→ **To do**
Work out how many lines in the material below hold "building", then give only that number.

§ §

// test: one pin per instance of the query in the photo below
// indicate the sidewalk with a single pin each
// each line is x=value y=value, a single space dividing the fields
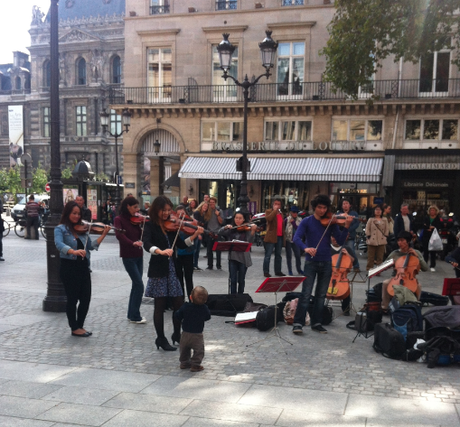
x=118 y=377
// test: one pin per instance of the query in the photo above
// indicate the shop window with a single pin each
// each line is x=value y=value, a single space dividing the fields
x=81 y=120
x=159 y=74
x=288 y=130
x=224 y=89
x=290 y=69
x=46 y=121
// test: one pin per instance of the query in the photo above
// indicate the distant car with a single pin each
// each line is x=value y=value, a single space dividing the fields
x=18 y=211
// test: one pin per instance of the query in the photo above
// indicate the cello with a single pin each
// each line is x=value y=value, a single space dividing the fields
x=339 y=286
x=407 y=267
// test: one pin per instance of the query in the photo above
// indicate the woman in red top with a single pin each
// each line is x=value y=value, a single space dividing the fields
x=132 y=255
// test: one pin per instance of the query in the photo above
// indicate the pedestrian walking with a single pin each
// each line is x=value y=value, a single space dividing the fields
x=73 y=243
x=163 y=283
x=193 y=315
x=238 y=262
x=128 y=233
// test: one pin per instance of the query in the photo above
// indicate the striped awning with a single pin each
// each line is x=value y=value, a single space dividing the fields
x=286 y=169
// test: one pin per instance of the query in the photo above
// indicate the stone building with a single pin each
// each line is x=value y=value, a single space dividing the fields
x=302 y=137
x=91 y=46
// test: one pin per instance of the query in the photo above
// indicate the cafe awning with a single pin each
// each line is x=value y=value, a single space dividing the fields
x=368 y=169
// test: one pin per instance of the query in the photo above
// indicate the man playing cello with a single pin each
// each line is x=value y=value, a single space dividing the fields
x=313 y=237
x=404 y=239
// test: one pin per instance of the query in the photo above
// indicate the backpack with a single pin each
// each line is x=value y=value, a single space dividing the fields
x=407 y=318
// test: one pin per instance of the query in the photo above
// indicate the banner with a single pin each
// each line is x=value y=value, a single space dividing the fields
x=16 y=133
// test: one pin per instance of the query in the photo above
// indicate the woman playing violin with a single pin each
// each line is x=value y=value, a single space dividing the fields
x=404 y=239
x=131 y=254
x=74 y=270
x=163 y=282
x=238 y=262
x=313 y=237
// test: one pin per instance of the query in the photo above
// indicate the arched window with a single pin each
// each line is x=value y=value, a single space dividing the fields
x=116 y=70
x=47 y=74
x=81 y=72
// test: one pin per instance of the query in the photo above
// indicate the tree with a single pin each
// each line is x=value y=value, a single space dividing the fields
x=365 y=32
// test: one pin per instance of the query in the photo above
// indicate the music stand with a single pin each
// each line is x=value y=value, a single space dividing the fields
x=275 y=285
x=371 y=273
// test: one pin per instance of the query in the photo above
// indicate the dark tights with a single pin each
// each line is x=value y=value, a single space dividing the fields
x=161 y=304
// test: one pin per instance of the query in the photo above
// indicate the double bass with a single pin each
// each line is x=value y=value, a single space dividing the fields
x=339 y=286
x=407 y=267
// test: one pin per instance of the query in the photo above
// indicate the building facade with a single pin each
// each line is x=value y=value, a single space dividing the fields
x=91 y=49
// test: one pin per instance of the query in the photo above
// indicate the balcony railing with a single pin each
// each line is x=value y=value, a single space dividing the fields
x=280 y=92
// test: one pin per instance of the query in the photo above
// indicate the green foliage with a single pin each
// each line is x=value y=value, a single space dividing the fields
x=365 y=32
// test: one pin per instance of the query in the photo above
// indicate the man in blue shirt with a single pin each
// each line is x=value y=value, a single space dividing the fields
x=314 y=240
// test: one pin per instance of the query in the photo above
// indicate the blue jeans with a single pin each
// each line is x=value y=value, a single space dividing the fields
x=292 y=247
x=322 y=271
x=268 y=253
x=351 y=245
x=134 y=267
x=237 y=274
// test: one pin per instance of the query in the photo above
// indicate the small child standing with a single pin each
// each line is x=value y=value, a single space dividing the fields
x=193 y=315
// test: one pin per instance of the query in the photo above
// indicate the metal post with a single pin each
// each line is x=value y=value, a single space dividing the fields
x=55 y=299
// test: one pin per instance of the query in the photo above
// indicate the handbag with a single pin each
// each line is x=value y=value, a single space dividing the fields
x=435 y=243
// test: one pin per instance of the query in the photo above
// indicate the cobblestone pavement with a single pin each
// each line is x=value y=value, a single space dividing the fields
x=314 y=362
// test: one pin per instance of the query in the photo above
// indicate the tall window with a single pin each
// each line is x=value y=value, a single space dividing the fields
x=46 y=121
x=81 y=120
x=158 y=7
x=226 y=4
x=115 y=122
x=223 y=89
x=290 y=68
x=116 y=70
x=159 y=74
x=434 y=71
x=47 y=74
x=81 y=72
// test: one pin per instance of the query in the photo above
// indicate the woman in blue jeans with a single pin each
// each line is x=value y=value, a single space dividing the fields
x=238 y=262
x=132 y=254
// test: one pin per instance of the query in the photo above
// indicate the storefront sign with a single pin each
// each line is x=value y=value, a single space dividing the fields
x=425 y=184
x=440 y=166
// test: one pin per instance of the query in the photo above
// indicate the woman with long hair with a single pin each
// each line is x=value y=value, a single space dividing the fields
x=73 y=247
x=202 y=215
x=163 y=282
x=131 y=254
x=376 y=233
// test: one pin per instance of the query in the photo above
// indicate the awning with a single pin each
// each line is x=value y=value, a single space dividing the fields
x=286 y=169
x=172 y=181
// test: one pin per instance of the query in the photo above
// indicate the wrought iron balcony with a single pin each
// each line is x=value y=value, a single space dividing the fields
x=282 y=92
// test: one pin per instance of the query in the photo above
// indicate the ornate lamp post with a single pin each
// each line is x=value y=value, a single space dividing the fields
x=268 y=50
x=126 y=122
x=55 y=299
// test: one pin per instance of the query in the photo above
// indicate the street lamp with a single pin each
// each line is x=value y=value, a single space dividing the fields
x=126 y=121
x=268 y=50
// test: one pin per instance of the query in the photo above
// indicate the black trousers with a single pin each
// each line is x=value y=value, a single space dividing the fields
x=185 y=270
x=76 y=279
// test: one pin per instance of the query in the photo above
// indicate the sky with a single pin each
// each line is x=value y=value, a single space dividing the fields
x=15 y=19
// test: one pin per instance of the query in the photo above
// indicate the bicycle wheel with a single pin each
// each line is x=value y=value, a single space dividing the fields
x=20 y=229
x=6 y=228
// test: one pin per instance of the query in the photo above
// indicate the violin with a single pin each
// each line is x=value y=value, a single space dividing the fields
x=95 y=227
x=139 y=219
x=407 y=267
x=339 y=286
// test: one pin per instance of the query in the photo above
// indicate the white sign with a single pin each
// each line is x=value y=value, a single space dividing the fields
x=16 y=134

§ §

→ **Task result**
2